**BRIEF:** Copy out every line in the records below that contains the word "cabinet".

**STORED DATA:**
- - -

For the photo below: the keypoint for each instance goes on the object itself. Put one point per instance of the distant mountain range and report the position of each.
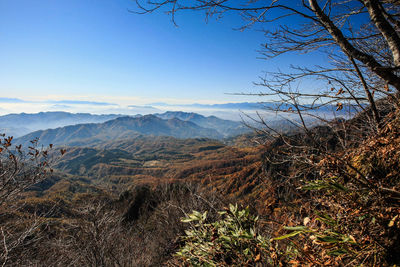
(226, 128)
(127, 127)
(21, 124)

- - -

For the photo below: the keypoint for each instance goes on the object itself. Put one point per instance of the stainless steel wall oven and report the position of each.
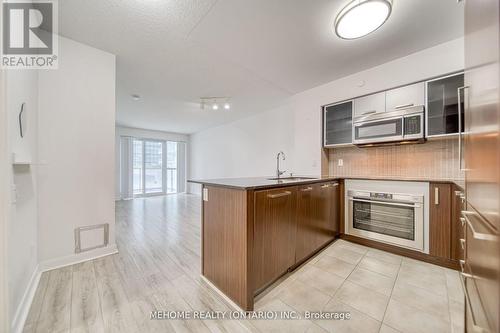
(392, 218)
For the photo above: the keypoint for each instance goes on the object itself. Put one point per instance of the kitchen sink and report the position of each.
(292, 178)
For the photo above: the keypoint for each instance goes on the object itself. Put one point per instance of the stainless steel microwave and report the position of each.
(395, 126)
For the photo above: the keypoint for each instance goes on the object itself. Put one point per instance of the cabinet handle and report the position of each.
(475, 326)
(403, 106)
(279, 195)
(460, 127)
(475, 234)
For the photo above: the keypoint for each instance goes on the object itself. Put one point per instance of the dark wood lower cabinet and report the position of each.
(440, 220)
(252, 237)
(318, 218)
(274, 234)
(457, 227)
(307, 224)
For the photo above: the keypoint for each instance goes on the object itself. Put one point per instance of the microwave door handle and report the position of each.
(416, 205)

- - -

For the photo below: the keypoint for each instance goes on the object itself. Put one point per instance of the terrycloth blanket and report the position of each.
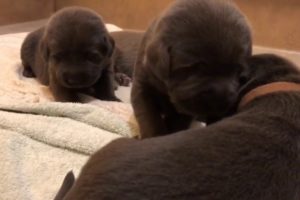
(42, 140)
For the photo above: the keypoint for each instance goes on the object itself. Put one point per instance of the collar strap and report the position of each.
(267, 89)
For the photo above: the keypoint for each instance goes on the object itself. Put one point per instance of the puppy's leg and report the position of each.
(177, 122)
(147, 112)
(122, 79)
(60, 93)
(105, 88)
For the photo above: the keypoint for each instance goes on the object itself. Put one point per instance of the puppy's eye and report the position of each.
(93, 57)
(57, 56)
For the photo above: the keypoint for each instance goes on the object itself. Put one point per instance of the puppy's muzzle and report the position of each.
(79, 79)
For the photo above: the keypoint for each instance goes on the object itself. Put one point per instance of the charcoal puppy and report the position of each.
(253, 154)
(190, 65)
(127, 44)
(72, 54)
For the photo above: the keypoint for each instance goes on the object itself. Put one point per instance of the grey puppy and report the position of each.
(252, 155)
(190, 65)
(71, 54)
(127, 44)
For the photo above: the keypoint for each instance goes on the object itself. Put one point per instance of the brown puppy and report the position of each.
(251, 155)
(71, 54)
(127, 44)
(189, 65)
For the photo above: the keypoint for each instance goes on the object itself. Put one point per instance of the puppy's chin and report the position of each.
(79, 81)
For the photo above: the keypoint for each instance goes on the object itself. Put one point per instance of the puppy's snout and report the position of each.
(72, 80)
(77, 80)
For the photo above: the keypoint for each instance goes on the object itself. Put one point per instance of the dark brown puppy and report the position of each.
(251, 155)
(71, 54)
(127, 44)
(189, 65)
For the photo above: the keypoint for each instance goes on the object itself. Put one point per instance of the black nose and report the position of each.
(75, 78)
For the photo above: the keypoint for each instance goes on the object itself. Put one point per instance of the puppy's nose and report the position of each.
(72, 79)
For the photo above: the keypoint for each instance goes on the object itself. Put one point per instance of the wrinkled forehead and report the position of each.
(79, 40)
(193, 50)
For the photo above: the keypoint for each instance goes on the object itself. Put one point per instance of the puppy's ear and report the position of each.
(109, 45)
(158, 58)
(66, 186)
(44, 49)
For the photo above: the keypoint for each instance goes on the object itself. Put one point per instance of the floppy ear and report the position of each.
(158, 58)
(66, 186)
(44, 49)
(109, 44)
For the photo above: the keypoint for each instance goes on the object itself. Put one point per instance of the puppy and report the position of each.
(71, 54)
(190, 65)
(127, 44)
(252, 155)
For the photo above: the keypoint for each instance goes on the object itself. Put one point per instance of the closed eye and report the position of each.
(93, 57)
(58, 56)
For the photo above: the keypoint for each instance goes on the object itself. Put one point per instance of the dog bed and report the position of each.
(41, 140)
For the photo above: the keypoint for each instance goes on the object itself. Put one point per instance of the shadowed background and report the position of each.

- - -

**FINISHED ANSWER:**
For the photo above: the keypoint for each instance goes on the object itself. Put one point per instance of the cabinet handle and report the position of each.
For the photo above: the keypoint for each instance goes on the object itself. Put one point per instance of the dark wood lower cabinet and report the position of each.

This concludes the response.